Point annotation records

########################################

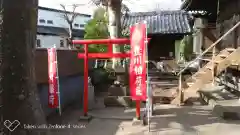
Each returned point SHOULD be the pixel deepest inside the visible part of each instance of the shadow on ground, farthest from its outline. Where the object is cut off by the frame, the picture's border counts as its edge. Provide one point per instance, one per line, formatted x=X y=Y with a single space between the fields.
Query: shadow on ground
x=167 y=119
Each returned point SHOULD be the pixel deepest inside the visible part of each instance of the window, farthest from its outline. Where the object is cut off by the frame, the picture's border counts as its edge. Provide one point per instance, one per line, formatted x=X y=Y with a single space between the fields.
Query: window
x=49 y=21
x=82 y=25
x=42 y=21
x=38 y=43
x=61 y=43
x=76 y=25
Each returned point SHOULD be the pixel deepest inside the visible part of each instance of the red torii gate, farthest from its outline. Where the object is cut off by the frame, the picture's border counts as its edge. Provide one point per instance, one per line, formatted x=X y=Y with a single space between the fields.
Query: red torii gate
x=109 y=54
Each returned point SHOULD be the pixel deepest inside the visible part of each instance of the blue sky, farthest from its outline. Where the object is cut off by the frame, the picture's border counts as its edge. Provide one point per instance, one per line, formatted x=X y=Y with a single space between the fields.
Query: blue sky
x=134 y=5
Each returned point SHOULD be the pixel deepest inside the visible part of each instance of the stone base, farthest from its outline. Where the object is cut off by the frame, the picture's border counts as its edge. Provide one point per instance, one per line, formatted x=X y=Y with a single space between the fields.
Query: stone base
x=117 y=91
x=137 y=122
x=115 y=101
x=85 y=118
x=230 y=116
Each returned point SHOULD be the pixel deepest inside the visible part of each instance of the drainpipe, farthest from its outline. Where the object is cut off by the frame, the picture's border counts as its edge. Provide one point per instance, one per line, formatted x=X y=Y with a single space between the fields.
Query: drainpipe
x=198 y=36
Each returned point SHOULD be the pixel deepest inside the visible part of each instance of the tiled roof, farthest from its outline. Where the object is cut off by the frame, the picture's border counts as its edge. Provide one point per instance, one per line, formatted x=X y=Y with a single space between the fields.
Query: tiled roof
x=58 y=31
x=162 y=22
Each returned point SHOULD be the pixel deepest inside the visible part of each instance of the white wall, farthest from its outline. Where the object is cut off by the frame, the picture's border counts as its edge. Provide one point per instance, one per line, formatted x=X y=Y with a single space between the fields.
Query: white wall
x=58 y=20
x=48 y=41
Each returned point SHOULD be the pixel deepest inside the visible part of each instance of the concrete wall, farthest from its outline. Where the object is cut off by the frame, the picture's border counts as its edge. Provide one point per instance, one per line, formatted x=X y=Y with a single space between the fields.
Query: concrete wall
x=48 y=41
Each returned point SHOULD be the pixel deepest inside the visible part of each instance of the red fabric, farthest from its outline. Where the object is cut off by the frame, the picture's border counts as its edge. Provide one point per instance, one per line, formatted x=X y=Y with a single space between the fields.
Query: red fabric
x=137 y=62
x=52 y=79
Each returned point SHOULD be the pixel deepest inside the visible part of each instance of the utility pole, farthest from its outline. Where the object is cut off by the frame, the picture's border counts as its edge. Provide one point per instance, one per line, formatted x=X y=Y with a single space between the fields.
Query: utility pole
x=21 y=104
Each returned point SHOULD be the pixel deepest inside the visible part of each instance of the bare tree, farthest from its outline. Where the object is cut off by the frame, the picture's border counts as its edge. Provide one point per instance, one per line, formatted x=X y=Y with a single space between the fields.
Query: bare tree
x=69 y=17
x=17 y=71
x=113 y=8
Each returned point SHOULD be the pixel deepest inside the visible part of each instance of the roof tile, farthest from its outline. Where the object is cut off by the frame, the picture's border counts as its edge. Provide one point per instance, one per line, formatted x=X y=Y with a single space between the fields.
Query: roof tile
x=164 y=22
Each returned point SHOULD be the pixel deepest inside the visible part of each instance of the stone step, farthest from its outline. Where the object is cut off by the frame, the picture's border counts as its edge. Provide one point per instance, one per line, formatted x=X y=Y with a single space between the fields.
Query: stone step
x=118 y=91
x=229 y=86
x=223 y=103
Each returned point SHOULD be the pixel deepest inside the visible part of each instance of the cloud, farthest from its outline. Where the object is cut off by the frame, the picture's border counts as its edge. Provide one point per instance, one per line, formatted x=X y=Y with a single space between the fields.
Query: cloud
x=134 y=5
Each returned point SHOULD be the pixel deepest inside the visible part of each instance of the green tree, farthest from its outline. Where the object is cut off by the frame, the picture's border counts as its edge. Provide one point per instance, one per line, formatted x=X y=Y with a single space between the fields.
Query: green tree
x=96 y=28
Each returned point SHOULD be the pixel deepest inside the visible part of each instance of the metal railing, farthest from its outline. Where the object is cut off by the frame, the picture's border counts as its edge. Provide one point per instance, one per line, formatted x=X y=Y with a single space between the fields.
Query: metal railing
x=213 y=46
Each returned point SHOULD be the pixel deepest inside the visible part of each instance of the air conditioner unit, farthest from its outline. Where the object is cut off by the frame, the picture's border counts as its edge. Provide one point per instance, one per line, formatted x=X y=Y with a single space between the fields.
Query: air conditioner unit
x=200 y=23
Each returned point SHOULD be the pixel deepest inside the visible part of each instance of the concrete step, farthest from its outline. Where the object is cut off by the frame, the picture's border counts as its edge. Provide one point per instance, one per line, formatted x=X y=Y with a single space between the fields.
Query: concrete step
x=224 y=104
x=118 y=91
x=118 y=101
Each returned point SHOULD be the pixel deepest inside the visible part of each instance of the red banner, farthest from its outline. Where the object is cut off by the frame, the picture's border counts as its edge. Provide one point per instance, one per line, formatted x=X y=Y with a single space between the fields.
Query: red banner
x=137 y=62
x=52 y=79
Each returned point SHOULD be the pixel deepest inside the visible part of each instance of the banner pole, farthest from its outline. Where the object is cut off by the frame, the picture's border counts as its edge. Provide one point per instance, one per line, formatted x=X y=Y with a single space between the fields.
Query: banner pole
x=138 y=104
x=147 y=83
x=59 y=98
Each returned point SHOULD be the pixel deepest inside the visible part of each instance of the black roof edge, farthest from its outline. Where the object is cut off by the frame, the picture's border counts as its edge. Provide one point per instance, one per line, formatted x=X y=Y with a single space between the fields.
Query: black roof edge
x=61 y=11
x=185 y=4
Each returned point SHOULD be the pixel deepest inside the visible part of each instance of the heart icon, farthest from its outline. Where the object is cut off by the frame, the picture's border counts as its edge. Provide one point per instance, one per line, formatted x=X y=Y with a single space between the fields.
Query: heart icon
x=11 y=126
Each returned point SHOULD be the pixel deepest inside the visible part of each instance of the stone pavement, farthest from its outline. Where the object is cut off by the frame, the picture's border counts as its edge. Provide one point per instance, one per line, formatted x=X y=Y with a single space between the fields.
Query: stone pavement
x=168 y=120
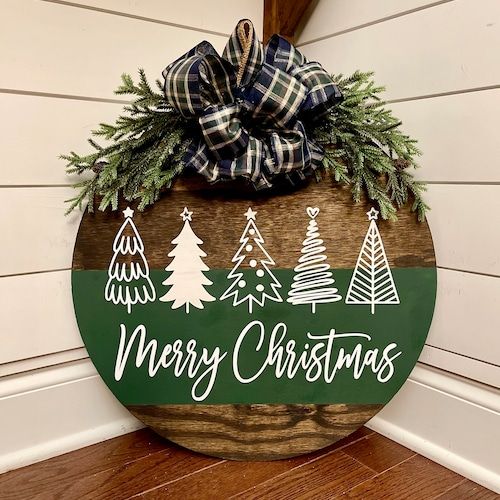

########################################

Work instructions ->
Copy the items above word for word, beginning at the first line and ending with the line that contains "x=230 y=116". Omit the pictures from your copy.

Task output ->
Each returned point SHOULD be the pixel deepest inside the visible part of each instance of the shadow on ground, farthest from its outline. Where the object is cut off by the frame, the picture's border counts as its edge. Provide one point per instance, one per line, formatted x=X y=Y with a single space between the fields.
Query: shadow on ground
x=167 y=119
Each returned point SHOULD be the pixel deepest inside the visible part of each instance of the window, farthest from its outline. Where the object is cut off by the frame, the picture's border counts as its edge. Provide one point per instance, one per line, formatted x=X y=Y with a single space between the fields.
Query: window
x=49 y=21
x=82 y=25
x=42 y=21
x=38 y=43
x=61 y=43
x=76 y=25
Each returned point SHOULD be the pixel deepest inside the visible part of each instance of the red torii gate, farthest from its outline. Where the object is cut off by the frame, the picture's border counts as its edge. Provide one point per instance, one per line, formatted x=X y=Y with a single space between the fields.
Query: red torii gate
x=109 y=54
Each returned point SHOULD be the pixel deepest inside the visible part of each instance of the blue sky, farthest from its outline. Where the object is cut off by the frame, the picture's border counts as its edge. Provide one point per instance, one per line, formatted x=X y=Y with a single space between the fields.
Query: blue sky
x=134 y=5
Each returned point SHOULD be the pixel deepest inside the visible part of each instance of the stone base, farthest from its outline. Where the object is cut off by the frame, the picture's border counts as its edge. Provide one point per instance, one per line, formatted x=X y=Y with a single space between the fields.
Query: stone base
x=117 y=91
x=137 y=122
x=115 y=101
x=85 y=118
x=230 y=116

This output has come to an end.